- _Consigne 1_: Repérez chaque ligne des entrées ci-dessous qui contient la chaîne « white », puis recopiez ces lignes. La casse compte.

- _Extrait de texte_:
=======

La typologie des métiers
La typologie des 60 métiers retenus (ceux avec un nombre d’observations suffisant), s’appuie sur deux types d’informations. D’une part, la représentation de la compétence pour les employeurs : s’apprend-t-elle par l’exercice au travail (oui/non), la formation avant l’embauche (oui/non), l’expérience avant l’embauche (oui/non). D’autre part, les niveaux d’exigence par rapport au diplôme (essentiel, important, secondaire), le fait d’avoir exercé une activité dans un environnement du travail proche (indispensable, utile, superflu), et le fait d’avoir eu une expérience professionnelle dans le même métier ou dans un métier proche (indispensable, utile, superflu). Le premier axe factoriel (38 % de l’inertie) oppose les employeurs mettant l’accent sur l’expérience professionnelle (indispensable) à ceux pour lesquels ce critère est superflu. Le deuxième axe (25 % de l’inertie) oppose les métiers pour lesquels le diplôme est exigé (essentiel) et la formation avant l’embauche avancée comme moyen d’acquisition de la compétence à ceux pour lesquels le diplôme est secondaire et la compétence acquise par le travail. Enfin, le troisième axe (13 % de l’inertie) met en évidence les métiers pour lesquels le diplôme et le fait d’avoir travaillé dans un environnement de travail similaire sont considérés comme importants.
Afin de conserver le maximum d’inertie issue de l’ACP, tout en constituant des groupes homogènes, les coordonnées des trois premiers axes factoriels (77 % de l’inertie) ont été ensuite combinées dans une Classification Ascendante Hiérarchique (CAH) avec consolidation pour aboutir à six groupes de métiers.

=======

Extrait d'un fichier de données
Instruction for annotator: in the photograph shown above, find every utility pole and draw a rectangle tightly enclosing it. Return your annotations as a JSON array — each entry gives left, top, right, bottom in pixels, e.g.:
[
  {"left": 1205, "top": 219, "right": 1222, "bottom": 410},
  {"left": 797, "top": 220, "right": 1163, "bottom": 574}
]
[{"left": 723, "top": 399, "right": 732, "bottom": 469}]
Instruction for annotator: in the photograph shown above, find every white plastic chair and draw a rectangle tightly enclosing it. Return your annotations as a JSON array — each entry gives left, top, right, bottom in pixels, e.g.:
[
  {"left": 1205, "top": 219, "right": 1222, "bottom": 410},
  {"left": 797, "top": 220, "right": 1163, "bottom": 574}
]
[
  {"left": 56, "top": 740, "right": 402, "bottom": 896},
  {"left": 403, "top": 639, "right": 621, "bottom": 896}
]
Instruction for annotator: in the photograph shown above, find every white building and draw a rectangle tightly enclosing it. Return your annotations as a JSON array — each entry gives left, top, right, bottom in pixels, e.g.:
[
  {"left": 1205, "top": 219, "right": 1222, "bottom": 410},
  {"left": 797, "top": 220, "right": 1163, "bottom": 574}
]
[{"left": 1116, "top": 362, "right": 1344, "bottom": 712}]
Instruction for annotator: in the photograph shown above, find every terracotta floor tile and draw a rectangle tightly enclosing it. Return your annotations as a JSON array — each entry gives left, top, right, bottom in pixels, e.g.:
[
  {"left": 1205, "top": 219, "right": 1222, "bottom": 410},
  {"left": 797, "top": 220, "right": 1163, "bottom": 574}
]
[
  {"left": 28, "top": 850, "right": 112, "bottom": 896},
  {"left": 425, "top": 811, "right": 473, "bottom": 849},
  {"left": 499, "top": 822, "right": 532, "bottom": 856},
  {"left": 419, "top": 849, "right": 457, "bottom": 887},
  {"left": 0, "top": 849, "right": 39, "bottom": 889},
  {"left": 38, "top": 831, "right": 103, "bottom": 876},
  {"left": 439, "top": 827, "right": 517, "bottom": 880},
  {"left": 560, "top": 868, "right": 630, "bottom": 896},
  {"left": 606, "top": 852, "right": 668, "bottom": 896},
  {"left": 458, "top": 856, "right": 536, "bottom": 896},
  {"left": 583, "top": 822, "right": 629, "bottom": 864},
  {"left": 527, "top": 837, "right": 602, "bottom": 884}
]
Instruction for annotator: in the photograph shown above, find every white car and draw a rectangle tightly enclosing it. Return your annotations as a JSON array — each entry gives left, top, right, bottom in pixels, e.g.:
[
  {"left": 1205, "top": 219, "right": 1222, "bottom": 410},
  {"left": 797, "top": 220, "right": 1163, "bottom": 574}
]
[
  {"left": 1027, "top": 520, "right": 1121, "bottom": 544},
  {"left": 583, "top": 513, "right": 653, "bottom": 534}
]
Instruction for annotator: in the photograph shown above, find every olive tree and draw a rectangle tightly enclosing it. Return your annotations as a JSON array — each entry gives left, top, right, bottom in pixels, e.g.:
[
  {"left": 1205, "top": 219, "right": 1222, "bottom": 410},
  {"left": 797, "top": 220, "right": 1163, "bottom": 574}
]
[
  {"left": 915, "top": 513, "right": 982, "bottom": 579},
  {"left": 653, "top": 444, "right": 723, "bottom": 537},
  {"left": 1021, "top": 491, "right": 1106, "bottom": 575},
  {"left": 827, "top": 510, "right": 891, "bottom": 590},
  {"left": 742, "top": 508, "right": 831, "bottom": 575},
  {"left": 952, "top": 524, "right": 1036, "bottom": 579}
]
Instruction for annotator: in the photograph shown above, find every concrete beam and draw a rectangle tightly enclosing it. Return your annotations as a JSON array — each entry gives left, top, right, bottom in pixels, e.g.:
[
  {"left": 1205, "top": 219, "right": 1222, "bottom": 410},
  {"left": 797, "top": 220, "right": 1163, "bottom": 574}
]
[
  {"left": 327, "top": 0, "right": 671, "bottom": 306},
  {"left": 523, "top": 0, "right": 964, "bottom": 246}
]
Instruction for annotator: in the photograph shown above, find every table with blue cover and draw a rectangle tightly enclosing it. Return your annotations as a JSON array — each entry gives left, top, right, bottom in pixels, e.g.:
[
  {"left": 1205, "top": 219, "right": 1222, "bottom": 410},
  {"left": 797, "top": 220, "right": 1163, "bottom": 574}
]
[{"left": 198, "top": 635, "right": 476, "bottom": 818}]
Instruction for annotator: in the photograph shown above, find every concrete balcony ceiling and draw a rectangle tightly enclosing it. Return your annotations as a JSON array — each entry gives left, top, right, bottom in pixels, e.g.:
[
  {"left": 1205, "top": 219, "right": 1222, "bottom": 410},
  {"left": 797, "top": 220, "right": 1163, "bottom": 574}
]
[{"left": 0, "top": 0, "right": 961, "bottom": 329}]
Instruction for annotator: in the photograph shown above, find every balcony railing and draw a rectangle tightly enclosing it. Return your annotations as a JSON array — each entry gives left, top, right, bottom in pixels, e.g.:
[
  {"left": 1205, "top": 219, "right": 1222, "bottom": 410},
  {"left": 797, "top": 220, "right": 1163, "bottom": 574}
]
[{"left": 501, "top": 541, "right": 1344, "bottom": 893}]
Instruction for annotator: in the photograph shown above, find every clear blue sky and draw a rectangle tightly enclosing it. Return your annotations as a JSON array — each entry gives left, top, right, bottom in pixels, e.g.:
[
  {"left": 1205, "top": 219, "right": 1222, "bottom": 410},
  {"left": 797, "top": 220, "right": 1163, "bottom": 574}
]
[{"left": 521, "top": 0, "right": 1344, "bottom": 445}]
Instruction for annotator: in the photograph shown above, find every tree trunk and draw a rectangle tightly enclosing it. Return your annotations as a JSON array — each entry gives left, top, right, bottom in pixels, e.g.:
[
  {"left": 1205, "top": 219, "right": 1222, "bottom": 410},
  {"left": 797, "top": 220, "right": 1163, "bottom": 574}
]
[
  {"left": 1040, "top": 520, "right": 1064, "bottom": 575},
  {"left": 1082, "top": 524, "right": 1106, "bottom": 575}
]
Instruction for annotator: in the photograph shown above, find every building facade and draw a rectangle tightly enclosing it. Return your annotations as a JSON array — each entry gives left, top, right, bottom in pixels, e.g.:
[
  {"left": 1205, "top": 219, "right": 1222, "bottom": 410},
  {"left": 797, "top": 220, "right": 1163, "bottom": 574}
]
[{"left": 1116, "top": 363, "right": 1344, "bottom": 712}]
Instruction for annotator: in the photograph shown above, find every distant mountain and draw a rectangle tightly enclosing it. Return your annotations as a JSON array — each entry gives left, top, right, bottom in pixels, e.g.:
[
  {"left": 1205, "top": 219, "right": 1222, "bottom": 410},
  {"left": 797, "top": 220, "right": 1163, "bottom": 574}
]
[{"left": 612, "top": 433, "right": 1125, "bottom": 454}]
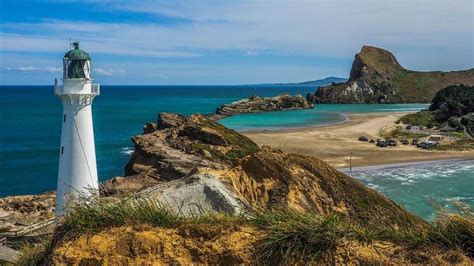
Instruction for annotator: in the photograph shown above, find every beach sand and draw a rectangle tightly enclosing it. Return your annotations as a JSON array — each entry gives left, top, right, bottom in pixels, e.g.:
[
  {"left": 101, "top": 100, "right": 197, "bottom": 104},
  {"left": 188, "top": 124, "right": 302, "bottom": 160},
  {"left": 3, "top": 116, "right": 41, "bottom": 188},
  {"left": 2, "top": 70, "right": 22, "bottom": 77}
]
[{"left": 242, "top": 113, "right": 474, "bottom": 168}]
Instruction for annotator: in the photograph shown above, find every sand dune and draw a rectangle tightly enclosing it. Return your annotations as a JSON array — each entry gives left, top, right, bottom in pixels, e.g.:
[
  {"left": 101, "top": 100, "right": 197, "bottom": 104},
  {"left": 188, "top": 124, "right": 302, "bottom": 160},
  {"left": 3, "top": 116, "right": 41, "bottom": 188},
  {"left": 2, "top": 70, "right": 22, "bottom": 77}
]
[{"left": 244, "top": 113, "right": 474, "bottom": 168}]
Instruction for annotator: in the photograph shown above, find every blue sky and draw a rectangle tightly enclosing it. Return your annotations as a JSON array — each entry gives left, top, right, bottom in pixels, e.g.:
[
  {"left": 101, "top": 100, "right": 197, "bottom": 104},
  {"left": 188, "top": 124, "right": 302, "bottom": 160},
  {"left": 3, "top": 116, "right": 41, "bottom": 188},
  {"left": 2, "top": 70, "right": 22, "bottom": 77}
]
[{"left": 0, "top": 0, "right": 474, "bottom": 85}]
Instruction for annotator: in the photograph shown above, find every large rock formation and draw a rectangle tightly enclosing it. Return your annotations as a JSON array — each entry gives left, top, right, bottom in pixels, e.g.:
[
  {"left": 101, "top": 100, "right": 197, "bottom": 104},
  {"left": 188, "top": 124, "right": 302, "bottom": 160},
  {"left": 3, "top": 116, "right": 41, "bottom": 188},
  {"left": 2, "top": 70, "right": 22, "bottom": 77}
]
[
  {"left": 115, "top": 114, "right": 423, "bottom": 229},
  {"left": 216, "top": 94, "right": 313, "bottom": 116},
  {"left": 307, "top": 46, "right": 474, "bottom": 103},
  {"left": 17, "top": 114, "right": 470, "bottom": 265}
]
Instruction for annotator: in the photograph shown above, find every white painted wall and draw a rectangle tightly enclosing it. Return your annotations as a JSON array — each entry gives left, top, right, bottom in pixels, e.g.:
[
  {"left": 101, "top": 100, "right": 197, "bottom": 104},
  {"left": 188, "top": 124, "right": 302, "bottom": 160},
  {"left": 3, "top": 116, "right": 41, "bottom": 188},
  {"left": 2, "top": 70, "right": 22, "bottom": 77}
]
[{"left": 56, "top": 79, "right": 99, "bottom": 220}]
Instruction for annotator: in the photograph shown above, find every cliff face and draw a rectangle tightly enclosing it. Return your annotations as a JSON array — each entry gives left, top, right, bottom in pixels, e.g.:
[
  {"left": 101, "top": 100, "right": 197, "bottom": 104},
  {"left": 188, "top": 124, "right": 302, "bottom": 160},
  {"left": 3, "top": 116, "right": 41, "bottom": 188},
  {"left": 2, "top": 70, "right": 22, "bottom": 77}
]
[
  {"left": 114, "top": 114, "right": 423, "bottom": 226},
  {"left": 32, "top": 114, "right": 470, "bottom": 265},
  {"left": 307, "top": 46, "right": 474, "bottom": 103}
]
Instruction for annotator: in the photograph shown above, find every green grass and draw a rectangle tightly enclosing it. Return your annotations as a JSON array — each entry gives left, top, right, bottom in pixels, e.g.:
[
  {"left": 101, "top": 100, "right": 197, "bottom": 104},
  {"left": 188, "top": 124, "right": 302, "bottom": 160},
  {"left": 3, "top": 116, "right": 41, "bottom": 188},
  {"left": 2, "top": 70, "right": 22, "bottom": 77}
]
[
  {"left": 380, "top": 128, "right": 429, "bottom": 139},
  {"left": 16, "top": 194, "right": 474, "bottom": 265},
  {"left": 432, "top": 139, "right": 474, "bottom": 151}
]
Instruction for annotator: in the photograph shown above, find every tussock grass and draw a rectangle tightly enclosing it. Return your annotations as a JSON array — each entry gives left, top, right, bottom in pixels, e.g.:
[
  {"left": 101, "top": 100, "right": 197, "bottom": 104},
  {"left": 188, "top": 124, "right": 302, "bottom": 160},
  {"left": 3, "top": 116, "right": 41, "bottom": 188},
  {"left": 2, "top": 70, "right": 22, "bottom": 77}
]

=======

- _Consigne 2_: Poursuivez le passage sur la typologie des métiers, placé plus haut, à partir de sa dernière phrase.

- _Résultat obtenu 1_:
Instruction for annotator: in the photograph shown above, find every white plastic chair and draw a rectangle tightly enclosing it. Return your annotations as a JSON array — each entry gives left, top, right, bottom in pixels, e.g.:
Instruction for annotator: in the photograph shown above, find every white building and draw a rectangle tightly enclosing it. Return your annotations as a JSON array — each entry gives left, top, right, bottom in pixels, e.g.:
Instruction for annotator: in the photograph shown above, find every white car and draw a rectangle tightly enclosing it. Return your annotations as a JSON array — each entry gives left, top, right, bottom in pixels, e.g.:
Instruction for annotator: in the photograph shown above, find every white painted wall and draw a rectangle tightly enclosing it. Return your annotations as a JSON array — each entry gives left, top, right, bottom in pixels, e.g.:

- _Résultat obtenu 2_:
Les modèles logits polytomiques ordonnés
Des modèles logits polytomiques ordonnés sont mobilisés pour mesurer l’influence de variables sur les attentes vis-à-vis du diplôme et de l’expérience, celles-ci sont ordonnées selon le niveau d’attente des employeurs. Des valeurs différentes sont attribuées aux variables dépendantes que sont la préférence pour le diplôme ou pour l’expérience, en fonction des modalités de réponses : 0 lorsque le diplôme est considéré comme secondaire, ou l’expérience superflue, 1 si le diplôme est jugé important ou l’expérience utile, 2 si le diplôme est essentiel ou l’expérience indispensable. Ces modèles sont tous pondérés et normalisés (la somme de ces poids étant égale aux nombres d’observations).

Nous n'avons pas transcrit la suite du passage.